Can you turn all of the records below into a Markdown table with the columns Row and Line, numbering each line and leaving out the blank ones?
[START Records for this task]
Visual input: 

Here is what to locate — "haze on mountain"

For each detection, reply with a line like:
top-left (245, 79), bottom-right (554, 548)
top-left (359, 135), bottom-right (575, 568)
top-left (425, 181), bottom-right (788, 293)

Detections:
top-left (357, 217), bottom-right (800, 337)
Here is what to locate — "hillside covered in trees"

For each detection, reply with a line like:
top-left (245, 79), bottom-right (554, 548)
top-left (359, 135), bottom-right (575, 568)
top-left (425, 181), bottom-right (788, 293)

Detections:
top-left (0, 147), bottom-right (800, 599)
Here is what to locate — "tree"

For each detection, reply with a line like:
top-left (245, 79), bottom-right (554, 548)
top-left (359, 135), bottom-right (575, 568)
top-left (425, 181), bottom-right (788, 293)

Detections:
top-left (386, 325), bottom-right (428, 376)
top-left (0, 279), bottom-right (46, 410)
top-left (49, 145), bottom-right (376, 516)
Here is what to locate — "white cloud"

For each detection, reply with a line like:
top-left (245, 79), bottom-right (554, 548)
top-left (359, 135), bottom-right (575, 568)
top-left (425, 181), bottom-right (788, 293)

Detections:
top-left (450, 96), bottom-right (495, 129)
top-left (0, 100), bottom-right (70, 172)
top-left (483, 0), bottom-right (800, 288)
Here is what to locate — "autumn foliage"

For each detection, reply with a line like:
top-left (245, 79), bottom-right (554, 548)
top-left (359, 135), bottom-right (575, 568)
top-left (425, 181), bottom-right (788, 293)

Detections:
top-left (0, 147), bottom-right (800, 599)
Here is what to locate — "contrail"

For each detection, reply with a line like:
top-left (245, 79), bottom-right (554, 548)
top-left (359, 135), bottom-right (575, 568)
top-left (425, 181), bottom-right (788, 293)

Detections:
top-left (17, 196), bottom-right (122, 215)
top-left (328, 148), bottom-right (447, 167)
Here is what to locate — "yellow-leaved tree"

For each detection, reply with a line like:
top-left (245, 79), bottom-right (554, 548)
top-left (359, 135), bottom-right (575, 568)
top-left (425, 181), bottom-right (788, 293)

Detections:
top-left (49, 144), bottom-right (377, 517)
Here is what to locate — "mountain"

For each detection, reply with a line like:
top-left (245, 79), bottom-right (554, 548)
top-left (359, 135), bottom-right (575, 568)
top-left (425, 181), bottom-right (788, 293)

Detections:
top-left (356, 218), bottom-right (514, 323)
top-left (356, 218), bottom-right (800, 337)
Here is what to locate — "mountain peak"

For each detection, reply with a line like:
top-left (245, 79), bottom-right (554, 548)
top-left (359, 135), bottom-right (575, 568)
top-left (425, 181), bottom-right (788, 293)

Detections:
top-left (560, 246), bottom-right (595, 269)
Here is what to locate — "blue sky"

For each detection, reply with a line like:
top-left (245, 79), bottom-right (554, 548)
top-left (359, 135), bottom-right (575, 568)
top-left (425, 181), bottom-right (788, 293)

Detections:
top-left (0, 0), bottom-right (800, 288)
[END Records for this task]
**Answer for the task:**
| Row | Line |
|---|---|
| 1 | Visual input:  |
| 2 | Here is what to locate — "haze on mountain" |
| 3 | For each detection, reply with a line like: |
| 4 | top-left (245, 79), bottom-right (554, 548) |
| 5 | top-left (359, 135), bottom-right (575, 568) |
| 6 | top-left (425, 181), bottom-right (788, 293) |
| 7 | Detections: |
| 8 | top-left (357, 217), bottom-right (800, 337) |
| 9 | Here is what to locate — "hillside covered in trees" |
| 10 | For each detection, reply with a line like: |
| 11 | top-left (245, 79), bottom-right (554, 548) |
| 12 | top-left (359, 135), bottom-right (575, 568) |
| 13 | top-left (425, 181), bottom-right (788, 293) |
| 14 | Detections: |
| 15 | top-left (0, 147), bottom-right (800, 599) |
| 16 | Here is what to locate — "tree" |
| 17 | For each detection, reply with a line like: |
| 18 | top-left (245, 79), bottom-right (554, 548) |
| 19 | top-left (359, 135), bottom-right (575, 568) |
| 20 | top-left (425, 181), bottom-right (788, 293) |
| 21 | Detections: |
| 22 | top-left (386, 325), bottom-right (428, 376) |
| 23 | top-left (0, 279), bottom-right (46, 410) |
| 24 | top-left (49, 145), bottom-right (376, 516) |
| 25 | Here is what to locate — "white cloud" |
| 26 | For each detection, reply with a line like: |
| 27 | top-left (245, 79), bottom-right (554, 548) |
| 28 | top-left (359, 135), bottom-right (575, 568) |
| 29 | top-left (425, 181), bottom-right (788, 293) |
| 30 | Detections: |
| 31 | top-left (450, 96), bottom-right (495, 129) |
| 32 | top-left (0, 100), bottom-right (70, 172) |
| 33 | top-left (483, 0), bottom-right (800, 288) |
| 34 | Here is what to locate — "autumn foliage" |
| 35 | For each detection, reply with a line like: |
| 36 | top-left (245, 79), bottom-right (554, 548) |
| 37 | top-left (359, 135), bottom-right (575, 568) |
| 38 | top-left (425, 181), bottom-right (788, 293) |
| 39 | Detections: |
| 40 | top-left (0, 147), bottom-right (800, 599) |
| 41 | Here is what to locate — "contrail" |
| 42 | For each detection, reply with a line like: |
| 43 | top-left (245, 79), bottom-right (554, 548) |
| 44 | top-left (359, 135), bottom-right (575, 568) |
| 45 | top-left (425, 181), bottom-right (788, 293) |
| 46 | Detections: |
| 47 | top-left (17, 196), bottom-right (122, 215) |
| 48 | top-left (328, 148), bottom-right (447, 167) |
| 49 | Here is what to locate — "yellow-leaved tree" |
| 50 | For each detection, reply with a line like: |
| 51 | top-left (245, 79), bottom-right (554, 548) |
| 52 | top-left (359, 135), bottom-right (575, 568) |
| 53 | top-left (425, 181), bottom-right (788, 293) |
| 54 | Detections: |
| 55 | top-left (49, 144), bottom-right (377, 517) |
| 56 | Here is what to locate — "mountain" |
| 57 | For each detection, reply with a line like: |
| 58 | top-left (245, 79), bottom-right (554, 548) |
| 59 | top-left (359, 135), bottom-right (575, 568) |
| 60 | top-left (425, 181), bottom-right (788, 293) |
| 61 | Detections: |
| 62 | top-left (356, 218), bottom-right (514, 323) |
| 63 | top-left (356, 218), bottom-right (800, 337) |
| 64 | Here is what to locate — "mountain peak" |
| 65 | For each detection, reply with a line like: |
| 66 | top-left (245, 79), bottom-right (554, 548) |
| 67 | top-left (359, 135), bottom-right (575, 568) |
| 68 | top-left (425, 181), bottom-right (788, 293) |
| 69 | Detections: |
| 70 | top-left (560, 246), bottom-right (595, 269) |
| 71 | Here is what to locate — "blue sky" |
| 72 | For each detection, reply with a line like: |
| 73 | top-left (245, 79), bottom-right (554, 548) |
| 74 | top-left (359, 135), bottom-right (575, 568) |
| 75 | top-left (425, 181), bottom-right (788, 293) |
| 76 | Detections: |
| 77 | top-left (0, 0), bottom-right (800, 288) |